■ Written instruction
Rewrite the lines below as a numbered list, leaving out any blank lines.

─── Data listing

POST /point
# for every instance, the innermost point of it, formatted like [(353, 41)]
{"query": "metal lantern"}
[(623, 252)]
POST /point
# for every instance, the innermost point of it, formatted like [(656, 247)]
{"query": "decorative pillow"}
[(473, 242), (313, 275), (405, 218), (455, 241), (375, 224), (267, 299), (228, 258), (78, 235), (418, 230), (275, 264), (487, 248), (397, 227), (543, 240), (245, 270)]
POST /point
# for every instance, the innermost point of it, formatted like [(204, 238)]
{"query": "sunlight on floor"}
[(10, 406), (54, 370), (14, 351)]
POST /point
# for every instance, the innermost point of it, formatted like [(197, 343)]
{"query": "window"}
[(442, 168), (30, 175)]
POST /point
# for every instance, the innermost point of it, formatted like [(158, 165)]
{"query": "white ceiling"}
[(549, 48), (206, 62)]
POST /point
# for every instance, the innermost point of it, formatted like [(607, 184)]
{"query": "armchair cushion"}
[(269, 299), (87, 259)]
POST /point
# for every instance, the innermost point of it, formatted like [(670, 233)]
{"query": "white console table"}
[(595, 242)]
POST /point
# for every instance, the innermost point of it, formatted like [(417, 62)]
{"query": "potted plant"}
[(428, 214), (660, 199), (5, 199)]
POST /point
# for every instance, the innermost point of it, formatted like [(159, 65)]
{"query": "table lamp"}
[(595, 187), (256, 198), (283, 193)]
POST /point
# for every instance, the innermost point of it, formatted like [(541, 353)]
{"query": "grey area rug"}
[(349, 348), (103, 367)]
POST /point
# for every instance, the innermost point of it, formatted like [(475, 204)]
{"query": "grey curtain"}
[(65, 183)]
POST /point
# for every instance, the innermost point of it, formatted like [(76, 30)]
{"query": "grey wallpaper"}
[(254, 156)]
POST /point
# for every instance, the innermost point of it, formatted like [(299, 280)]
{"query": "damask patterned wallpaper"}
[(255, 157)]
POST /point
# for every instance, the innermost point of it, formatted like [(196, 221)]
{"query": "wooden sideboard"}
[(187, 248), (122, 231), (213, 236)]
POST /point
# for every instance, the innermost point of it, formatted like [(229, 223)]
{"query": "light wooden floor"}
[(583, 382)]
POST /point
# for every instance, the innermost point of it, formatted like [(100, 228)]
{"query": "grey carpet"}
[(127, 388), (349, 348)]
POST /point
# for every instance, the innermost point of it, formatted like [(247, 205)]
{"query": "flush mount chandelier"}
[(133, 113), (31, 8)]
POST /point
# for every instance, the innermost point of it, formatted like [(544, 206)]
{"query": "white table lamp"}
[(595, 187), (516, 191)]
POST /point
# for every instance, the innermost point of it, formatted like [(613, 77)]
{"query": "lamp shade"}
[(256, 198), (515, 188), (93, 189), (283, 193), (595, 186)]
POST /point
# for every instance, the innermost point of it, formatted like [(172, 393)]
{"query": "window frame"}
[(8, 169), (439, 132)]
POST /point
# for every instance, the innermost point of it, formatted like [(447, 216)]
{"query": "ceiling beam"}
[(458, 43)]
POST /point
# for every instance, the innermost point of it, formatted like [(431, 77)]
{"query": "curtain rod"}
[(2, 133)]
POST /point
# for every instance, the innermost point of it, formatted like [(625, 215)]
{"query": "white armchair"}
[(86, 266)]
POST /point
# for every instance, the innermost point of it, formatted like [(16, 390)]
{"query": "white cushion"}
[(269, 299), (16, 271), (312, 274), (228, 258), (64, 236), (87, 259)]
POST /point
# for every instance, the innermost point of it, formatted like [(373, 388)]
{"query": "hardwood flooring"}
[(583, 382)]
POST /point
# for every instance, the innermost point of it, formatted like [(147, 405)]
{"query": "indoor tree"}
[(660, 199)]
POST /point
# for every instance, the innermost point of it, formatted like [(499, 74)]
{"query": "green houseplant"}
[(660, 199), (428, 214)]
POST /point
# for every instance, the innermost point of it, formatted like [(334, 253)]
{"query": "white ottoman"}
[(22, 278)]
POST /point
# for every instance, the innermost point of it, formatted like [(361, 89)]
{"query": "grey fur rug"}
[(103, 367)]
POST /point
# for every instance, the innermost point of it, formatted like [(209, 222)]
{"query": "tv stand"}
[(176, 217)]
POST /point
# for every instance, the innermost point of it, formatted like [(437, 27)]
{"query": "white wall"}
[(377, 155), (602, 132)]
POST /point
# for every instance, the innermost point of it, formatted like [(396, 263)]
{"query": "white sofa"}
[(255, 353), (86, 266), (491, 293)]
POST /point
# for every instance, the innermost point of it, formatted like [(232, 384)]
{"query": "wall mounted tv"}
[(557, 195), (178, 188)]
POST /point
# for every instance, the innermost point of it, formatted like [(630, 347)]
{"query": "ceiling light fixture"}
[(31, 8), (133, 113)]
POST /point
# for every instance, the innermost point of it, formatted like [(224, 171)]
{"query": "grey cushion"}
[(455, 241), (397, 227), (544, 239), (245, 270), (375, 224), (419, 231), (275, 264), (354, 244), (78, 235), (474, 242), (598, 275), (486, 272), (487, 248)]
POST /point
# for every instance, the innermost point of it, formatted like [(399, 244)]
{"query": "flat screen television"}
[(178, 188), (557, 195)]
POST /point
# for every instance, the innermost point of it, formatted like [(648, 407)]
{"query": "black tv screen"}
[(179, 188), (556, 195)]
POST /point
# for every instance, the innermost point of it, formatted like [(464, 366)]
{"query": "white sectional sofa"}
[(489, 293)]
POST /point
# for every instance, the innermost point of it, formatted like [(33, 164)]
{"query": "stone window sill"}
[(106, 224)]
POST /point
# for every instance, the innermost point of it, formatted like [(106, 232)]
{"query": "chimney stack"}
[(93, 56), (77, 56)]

──────

■ Result of the task
1. POST /point
2. # for every instance, the innermost point of it, formatted like [(353, 41)]
3. {"query": "metal lantern"}
4. [(623, 252)]
5. POST /point
6. # for every instance, the innermost point of it, formatted like [(656, 247)]
7. {"query": "decorative pillow"}
8. [(473, 242), (313, 275), (405, 218), (455, 241), (375, 224), (267, 299), (228, 258), (78, 235), (418, 230), (275, 264), (487, 248), (397, 227), (543, 240), (245, 270)]
9. POST /point
10. # for every instance, the innermost point of it, formatted like [(204, 238)]
11. {"query": "sunlight on floor"}
12. [(10, 406), (54, 370), (14, 351)]
13. POST /point
14. # for every instance, the innermost point of it, formatted like [(197, 343)]
15. {"query": "window"}
16. [(442, 168), (30, 175)]
17. POST /point
18. # for every instance, the innermost point of it, formatted like [(158, 165)]
19. {"query": "white ceiling"}
20. [(549, 48), (206, 62)]
21. POST /point
22. # for every instance, the innermost point of it, formatted like [(607, 184)]
23. {"query": "armchair cushion"}
24. [(269, 299), (87, 259)]
25. POST /point
26. # for every instance, the innermost point of it, formatted like [(670, 233)]
27. {"query": "white console table"}
28. [(595, 242)]
29. POST /point
30. # for every instance, the innermost point of it, formatted like [(417, 62)]
31. {"query": "potted plant"}
32. [(428, 214), (660, 199), (5, 199)]
33. POST /point
34. # for every instance, the innermost point of it, formatted like [(159, 65)]
35. {"query": "table lamp"}
36. [(595, 187), (256, 198), (283, 193)]
37. POST /point
38. # for every instance, the innermost point of it, formatted like [(541, 353)]
39. {"query": "grey area rug"}
40. [(349, 348), (103, 367)]
41. POST /point
42. # for every instance, the innermost point of it, formatted like [(475, 204)]
43. {"query": "grey curtain"}
44. [(65, 183)]
45. POST /point
46. # for every instance, the innermost point of it, formatted like [(76, 30)]
47. {"query": "grey wallpaper"}
48. [(254, 156)]
49. POST /point
50. # for every instance, the innermost point of it, formatted like [(299, 280)]
51. {"query": "damask patterned wallpaper"}
52. [(255, 157)]
53. POST /point
54. # for every instance, the innermost point of it, formatted like [(196, 221)]
55. {"query": "wooden sideboard"}
56. [(187, 248), (122, 231), (213, 236)]
57. POST /point
58. # for every instance, the innermost point of it, formatted like [(229, 223)]
59. {"query": "light wooden floor"}
60. [(583, 382)]
61. POST /point
62. # for every instance, the innermost point of it, formatted like [(100, 228)]
63. {"query": "grey carpet"}
64. [(127, 388), (349, 348)]
65. POST /point
66. # for every instance, the innermost point of it, formatted like [(247, 205)]
67. {"query": "flush mount chandelier"}
68. [(133, 113), (31, 8)]
69. POST /point
70. # for every instance, the innermost point of it, formatted like [(544, 206)]
71. {"query": "white table lamp"}
72. [(595, 187), (516, 191)]
73. POST /point
74. # for every instance, the innermost point of it, formatted like [(613, 77)]
75. {"query": "lamp shade"}
76. [(256, 198), (515, 188), (93, 189), (283, 193), (595, 186)]
77. POST /point
78. # for every instance, the innermost point of it, formatted like [(172, 393)]
79. {"query": "window frame"}
80. [(8, 169), (439, 132)]
81. POST /point
82. # for every instance, the innermost point of it, formatted like [(447, 216)]
83. {"query": "ceiling beam"}
84. [(458, 43)]
85. POST /point
86. # for every instance, the innermost point of it, formatted like [(431, 77)]
87. {"query": "curtain rod"}
88. [(2, 133)]
89. POST /point
90. # for every instance, the innermost point of it, formatted like [(625, 215)]
91. {"query": "white armchair"}
92. [(86, 266)]
93. POST /point
94. # for every instance, the innermost point of it, formatted like [(16, 390)]
95. {"query": "white cushion"}
96. [(269, 299), (16, 271), (312, 274), (228, 258), (64, 236), (87, 259)]
97. POST /point
98. # for every instance, the innermost point of it, formatted like [(373, 388)]
99. {"query": "hardwood flooring"}
100. [(583, 382)]
101. POST /point
102. # for every instance, the innermost point of it, formatted like [(147, 405)]
103. {"query": "indoor tree"}
104. [(660, 199)]
105. POST /point
106. # for every instance, the innermost point of it, formatted like [(499, 74)]
107. {"query": "green houseplant"}
108. [(660, 199), (428, 214)]
109. POST /point
110. # for every instance, the innermost point of it, formatted like [(334, 253)]
111. {"query": "white ottoman"}
112. [(22, 278)]
113. POST /point
114. # for every instance, the innermost point of it, formatted like [(361, 89)]
115. {"query": "grey fur rug"}
116. [(103, 367)]
117. POST /point
118. # for every instance, the innermost point of it, formatted like [(209, 222)]
119. {"query": "tv stand"}
120. [(176, 217)]
121. POST /point
122. # for every instance, the innermost point of it, formatted like [(437, 27)]
123. {"query": "white wall"}
124. [(377, 155), (602, 132)]
125. POST /point
126. # for every instance, the innermost point of it, formatted like [(396, 263)]
127. {"query": "white sofa"}
128. [(255, 353), (86, 266), (491, 293)]
129. POST /point
130. # for every instance, the innermost point of it, formatted like [(232, 384)]
131. {"query": "wall mounted tv"}
132. [(557, 195), (178, 188)]
133. POST /point
134. # for every instance, the innermost point of it, formatted like [(630, 347)]
135. {"query": "ceiling light fixture"}
136. [(31, 8), (133, 113)]
137. POST /point
138. # for every instance, the innermost point of it, formatted like [(224, 171)]
139. {"query": "grey cushion"}
140. [(455, 241), (397, 227), (544, 239), (245, 270), (375, 224), (419, 231), (275, 264), (354, 244), (78, 235), (474, 242), (598, 275), (486, 272), (487, 248)]
141. POST /point
142. # for every instance, the innermost point of it, formatted like [(399, 244)]
143. {"query": "flat screen television"}
144. [(178, 188), (557, 195)]
145. POST /point
146. # for every instance, the innermost point of it, formatted like [(648, 407)]
147. {"query": "black tv screen"}
148. [(179, 188), (556, 195)]
149. POST /point
150. # for every instance, the innermost point of it, formatted like [(464, 366)]
151. {"query": "white sectional sofa"}
152. [(489, 293)]
153. POST /point
154. # for every instance, the innermost point of it, formatted like [(33, 164)]
155. {"query": "stone window sill"}
156. [(106, 224)]
157. POST /point
158. # for every instance, the innermost point of it, formatted like [(106, 232)]
159. {"query": "chimney stack"}
160. [(93, 56), (77, 56)]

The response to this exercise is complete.